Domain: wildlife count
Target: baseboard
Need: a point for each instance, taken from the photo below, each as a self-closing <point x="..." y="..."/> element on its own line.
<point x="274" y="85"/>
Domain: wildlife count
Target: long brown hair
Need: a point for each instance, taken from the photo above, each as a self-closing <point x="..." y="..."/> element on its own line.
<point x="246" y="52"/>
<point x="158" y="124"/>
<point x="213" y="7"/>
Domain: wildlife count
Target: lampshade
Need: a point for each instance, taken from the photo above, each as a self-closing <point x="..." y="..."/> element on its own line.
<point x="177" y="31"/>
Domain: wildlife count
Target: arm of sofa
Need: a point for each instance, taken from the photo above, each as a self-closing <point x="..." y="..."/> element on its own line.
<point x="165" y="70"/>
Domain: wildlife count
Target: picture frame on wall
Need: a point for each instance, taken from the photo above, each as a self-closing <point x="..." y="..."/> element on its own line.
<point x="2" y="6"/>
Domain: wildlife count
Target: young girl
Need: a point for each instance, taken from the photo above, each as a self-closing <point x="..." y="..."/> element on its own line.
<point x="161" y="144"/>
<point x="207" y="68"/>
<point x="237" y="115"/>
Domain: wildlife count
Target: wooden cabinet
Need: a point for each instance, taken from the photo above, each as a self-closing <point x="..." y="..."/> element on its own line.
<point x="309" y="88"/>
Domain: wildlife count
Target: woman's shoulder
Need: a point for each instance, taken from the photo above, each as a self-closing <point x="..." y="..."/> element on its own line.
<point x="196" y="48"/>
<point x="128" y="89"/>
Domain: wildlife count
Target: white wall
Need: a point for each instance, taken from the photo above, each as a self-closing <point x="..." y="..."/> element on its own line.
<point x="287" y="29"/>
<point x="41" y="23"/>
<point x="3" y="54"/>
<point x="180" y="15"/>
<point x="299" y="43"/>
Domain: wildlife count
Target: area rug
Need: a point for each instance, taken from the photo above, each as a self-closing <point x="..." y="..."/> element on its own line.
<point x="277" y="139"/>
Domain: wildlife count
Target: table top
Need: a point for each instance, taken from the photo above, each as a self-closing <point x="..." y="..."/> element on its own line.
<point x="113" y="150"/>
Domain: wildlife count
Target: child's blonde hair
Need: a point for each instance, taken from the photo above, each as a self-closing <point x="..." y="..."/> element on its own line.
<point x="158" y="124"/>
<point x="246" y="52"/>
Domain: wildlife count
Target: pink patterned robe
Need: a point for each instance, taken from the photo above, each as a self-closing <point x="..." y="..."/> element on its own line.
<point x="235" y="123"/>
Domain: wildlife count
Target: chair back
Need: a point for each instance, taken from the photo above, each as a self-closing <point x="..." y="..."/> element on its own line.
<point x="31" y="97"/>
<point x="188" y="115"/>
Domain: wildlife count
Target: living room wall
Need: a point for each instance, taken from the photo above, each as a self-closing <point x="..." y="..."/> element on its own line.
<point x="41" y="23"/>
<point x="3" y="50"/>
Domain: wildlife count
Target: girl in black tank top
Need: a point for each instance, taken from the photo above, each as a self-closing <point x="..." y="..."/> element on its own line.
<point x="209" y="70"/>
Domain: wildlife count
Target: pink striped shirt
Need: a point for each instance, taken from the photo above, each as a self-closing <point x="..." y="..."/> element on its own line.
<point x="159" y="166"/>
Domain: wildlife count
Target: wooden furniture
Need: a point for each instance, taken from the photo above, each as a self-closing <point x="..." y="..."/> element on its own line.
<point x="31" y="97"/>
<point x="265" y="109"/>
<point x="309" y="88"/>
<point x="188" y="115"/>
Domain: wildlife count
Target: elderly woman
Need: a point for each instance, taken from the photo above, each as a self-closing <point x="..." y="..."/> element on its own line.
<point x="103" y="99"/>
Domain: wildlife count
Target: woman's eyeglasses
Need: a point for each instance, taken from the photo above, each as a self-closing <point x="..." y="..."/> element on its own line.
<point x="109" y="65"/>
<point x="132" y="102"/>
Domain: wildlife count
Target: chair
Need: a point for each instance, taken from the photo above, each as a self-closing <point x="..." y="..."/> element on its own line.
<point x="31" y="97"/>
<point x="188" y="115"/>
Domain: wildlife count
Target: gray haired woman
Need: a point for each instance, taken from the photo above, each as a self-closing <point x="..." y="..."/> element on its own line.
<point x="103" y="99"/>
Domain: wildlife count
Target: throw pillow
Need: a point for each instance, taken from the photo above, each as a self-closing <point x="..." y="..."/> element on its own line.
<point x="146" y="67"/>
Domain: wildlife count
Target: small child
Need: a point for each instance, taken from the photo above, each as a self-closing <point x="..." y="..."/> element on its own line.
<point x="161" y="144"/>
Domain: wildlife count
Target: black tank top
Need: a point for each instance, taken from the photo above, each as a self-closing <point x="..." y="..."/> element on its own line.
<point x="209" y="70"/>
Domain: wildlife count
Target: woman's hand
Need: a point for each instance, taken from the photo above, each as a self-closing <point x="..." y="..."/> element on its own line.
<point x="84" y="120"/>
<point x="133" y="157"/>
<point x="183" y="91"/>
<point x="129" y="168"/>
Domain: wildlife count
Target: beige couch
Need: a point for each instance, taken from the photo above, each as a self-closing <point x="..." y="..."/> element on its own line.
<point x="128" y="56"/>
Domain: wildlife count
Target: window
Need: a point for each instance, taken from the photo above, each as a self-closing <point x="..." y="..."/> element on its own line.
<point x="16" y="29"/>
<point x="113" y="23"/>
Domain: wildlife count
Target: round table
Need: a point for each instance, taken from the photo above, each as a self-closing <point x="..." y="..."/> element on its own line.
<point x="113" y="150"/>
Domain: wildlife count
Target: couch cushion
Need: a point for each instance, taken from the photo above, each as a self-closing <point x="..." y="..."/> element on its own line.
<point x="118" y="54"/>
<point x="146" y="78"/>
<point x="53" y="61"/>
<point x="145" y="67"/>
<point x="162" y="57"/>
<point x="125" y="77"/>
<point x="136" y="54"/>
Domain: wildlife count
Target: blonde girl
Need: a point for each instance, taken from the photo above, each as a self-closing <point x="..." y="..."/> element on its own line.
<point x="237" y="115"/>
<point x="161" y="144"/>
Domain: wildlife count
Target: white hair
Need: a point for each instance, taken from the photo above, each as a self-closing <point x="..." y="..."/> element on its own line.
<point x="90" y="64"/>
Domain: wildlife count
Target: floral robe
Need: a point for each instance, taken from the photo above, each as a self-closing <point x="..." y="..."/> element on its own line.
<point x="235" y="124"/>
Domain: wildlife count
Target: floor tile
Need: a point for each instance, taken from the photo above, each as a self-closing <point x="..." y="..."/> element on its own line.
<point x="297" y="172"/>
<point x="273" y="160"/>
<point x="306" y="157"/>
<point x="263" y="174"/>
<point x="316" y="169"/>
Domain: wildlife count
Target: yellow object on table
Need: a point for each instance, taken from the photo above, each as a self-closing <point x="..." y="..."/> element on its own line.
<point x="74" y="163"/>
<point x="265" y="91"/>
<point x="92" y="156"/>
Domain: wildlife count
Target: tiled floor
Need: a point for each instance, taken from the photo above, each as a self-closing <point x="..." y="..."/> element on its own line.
#####
Write out all the entries once more, exactly.

> _Response to this exercise_:
Domain: wildlife count
Target: baseboard
Need: a point for each instance, taken from the photo below, each as a self-closing <point x="..." y="..."/> element on its own line.
<point x="274" y="85"/>
Domain: wildlife count
Target: long brown hair
Need: a point for each instance, taken from the photo above, each as a self-closing <point x="..." y="..."/> element on its own line.
<point x="246" y="52"/>
<point x="158" y="124"/>
<point x="213" y="7"/>
Domain: wildlife count
Target: lampshade
Need: a point for each instance, taken from the photo above, each as a self-closing <point x="..." y="..."/> element on its own line.
<point x="177" y="31"/>
Domain: wildlife count
Target: arm of sofa
Need: a point for each instance, taken from the photo above, each as a self-closing <point x="..." y="..."/> element on its own line.
<point x="165" y="70"/>
Domain: wildlife count
Target: picture frame on wall
Need: a point for each instance, taken from the photo above, each as a self-closing <point x="..." y="..."/> element on its own line.
<point x="2" y="6"/>
Domain: wildlife count
Target: young girl
Need: a point for each instance, taken from the photo above, each as a self-closing <point x="..." y="..."/> element on its own line.
<point x="161" y="144"/>
<point x="207" y="68"/>
<point x="237" y="115"/>
Domain: wildlife count
Target: wooden cabinet
Need: a point for each instance, taken from the photo above, each as a self-closing <point x="..." y="..."/> element on its own line.
<point x="309" y="88"/>
Domain: wildlife count
Target: woman's shoulder
Need: a point for each instance, taken from the photo above, each as a self-closing <point x="..." y="..."/> element on its own line.
<point x="196" y="48"/>
<point x="128" y="89"/>
Domain: wildlife count
Target: white wall
Need: a point for each instance, taken from the photo above, each as a self-closing <point x="..." y="..."/> element on its own line.
<point x="287" y="29"/>
<point x="41" y="23"/>
<point x="3" y="54"/>
<point x="180" y="15"/>
<point x="299" y="43"/>
Domain: wildlife count
Target: area rug
Need: a point for each instance, taken from the photo above, each as a self-closing <point x="..." y="..."/> element on its own line.
<point x="277" y="139"/>
Domain: wildlife count
Target: table top
Need: a point for each instance, taken from the photo above, each as a self-closing <point x="..." y="..."/> element on its own line.
<point x="113" y="150"/>
Domain: wildlife count
Target: child's blonde hair
Need: a point for each instance, taken from the photo above, each as a self-closing <point x="..." y="..."/> element on its own line.
<point x="158" y="124"/>
<point x="246" y="52"/>
Domain: wildlife count
Target: pink patterned robe
Need: a point for each instance, taken from the photo above, each as a self-closing <point x="..." y="..."/> element on its own line.
<point x="235" y="123"/>
Domain: wildlife count
Target: chair back
Need: a point for each instance, taken from the photo above, each as a self-closing <point x="..." y="..."/> element on its own line.
<point x="31" y="97"/>
<point x="188" y="115"/>
Domain: wildlife count
Target: living room wall
Need: a point for each instance, taken from the photo above, each as a self-closing <point x="..." y="..."/> element on its own line.
<point x="41" y="23"/>
<point x="3" y="50"/>
Domain: wildlife count
Target: girl in black tank top
Need: a point for each instance, taken from the photo above, each as a self-closing <point x="..." y="..."/> element on its own line.
<point x="209" y="70"/>
Domain: wildlife count
Target: pink striped shirt
Need: a point for each instance, taken from the photo above, each as a self-closing <point x="..." y="..."/> element on its own line.
<point x="159" y="166"/>
Domain: wildlife count
Target: wooden furniture
Need: a point for each instance, taken from the photo above, each as a self-closing <point x="..." y="..."/> element on its own line.
<point x="31" y="97"/>
<point x="265" y="109"/>
<point x="309" y="88"/>
<point x="188" y="115"/>
Domain: wildlife count
Target: elderly woman
Need: a point for each instance, taken from the photo above, each as a self-closing <point x="..." y="..."/> element on its own line.
<point x="103" y="99"/>
Domain: wildlife count
Target: woman's eyeglasses
Need: a point for each instance, taken from the photo above, each as a self-closing <point x="..." y="..."/> element on its own line.
<point x="109" y="65"/>
<point x="132" y="102"/>
Domain: wildlife count
Target: chair
Need: a point for each instance, taken from the photo above, each as a self-closing <point x="..." y="..."/> element on its own line.
<point x="31" y="97"/>
<point x="188" y="115"/>
Domain: wildlife count
Target: gray haired woman
Need: a point for each instance, taken from the photo above, each as a self-closing <point x="..." y="..."/> element on its own line.
<point x="103" y="99"/>
Domain: wildlife count
Target: throw pillow
Need: a point for each instance, taken from the photo above, each as a self-closing <point x="..." y="..."/> element on its own line.
<point x="146" y="67"/>
Domain: wildlife count
Target: small child
Need: a point for each instance, taken from the photo above, each as a self-closing <point x="..." y="..."/> element on its own line.
<point x="161" y="144"/>
Domain: wildlife count
Target: black tank top
Need: a point for each instance, taken from the photo above, each as a self-closing <point x="..." y="..."/> element on its own line.
<point x="209" y="70"/>
Domain: wildlife count
Target: woman's hand
Need: a point for each instance, taken from the photo above, each as a self-closing <point x="..." y="..."/> element on its own line.
<point x="84" y="120"/>
<point x="133" y="157"/>
<point x="183" y="91"/>
<point x="129" y="168"/>
Domain: wildlife count
Target: beige couch
Need: a point for each instance, taken from the photo above, each as a self-closing <point x="..." y="..."/> element on its own line.
<point x="128" y="56"/>
Domain: wildlife count
Target: window
Need: a point for each instance, taken from the photo above, each as a self-closing <point x="..." y="..."/> element on its own line.
<point x="16" y="29"/>
<point x="113" y="23"/>
Domain: wildlife count
Target: round table
Need: a point for each instance, taken from the photo above, each as a self-closing <point x="..." y="..."/> element on its own line.
<point x="113" y="150"/>
Domain: wildlife count
Target: couch cushion
Need: a point for each instance, taken from the photo above, each as a self-closing <point x="..." y="..."/> element on its own line.
<point x="118" y="54"/>
<point x="146" y="78"/>
<point x="53" y="61"/>
<point x="145" y="67"/>
<point x="162" y="57"/>
<point x="125" y="77"/>
<point x="136" y="54"/>
Domain: wildlife count
Target: blonde girl
Need: a point for each instance, taken from the photo above, each as a self-closing <point x="..." y="..."/> element on its own line.
<point x="237" y="115"/>
<point x="161" y="144"/>
Domain: wildlife count
Target: white hair
Need: a point for each instance, taken from the photo above, each as a self-closing <point x="..." y="..."/> element on its own line.
<point x="90" y="64"/>
Domain: wildlife count
Target: floral robe
Need: a point for each instance, taken from the photo above, each as a self-closing <point x="..." y="..."/> element on its own line.
<point x="235" y="124"/>
Domain: wildlife count
Target: floor tile
Need: a point for each instance, taken from the photo above, each as a self-closing <point x="..." y="..."/> element on its own line.
<point x="297" y="172"/>
<point x="273" y="160"/>
<point x="306" y="157"/>
<point x="263" y="174"/>
<point x="316" y="169"/>
Domain: wildlife count
Target: yellow object on table
Need: a point for each instance, taken from the photo above, each as a self-closing <point x="..." y="..."/> element on its own line.
<point x="74" y="163"/>
<point x="265" y="91"/>
<point x="92" y="156"/>
Domain: wildlife count
Target: tiled floor
Need: a point for each instance, taken from the photo above, each as a self-closing <point x="..." y="..."/> element on its own line.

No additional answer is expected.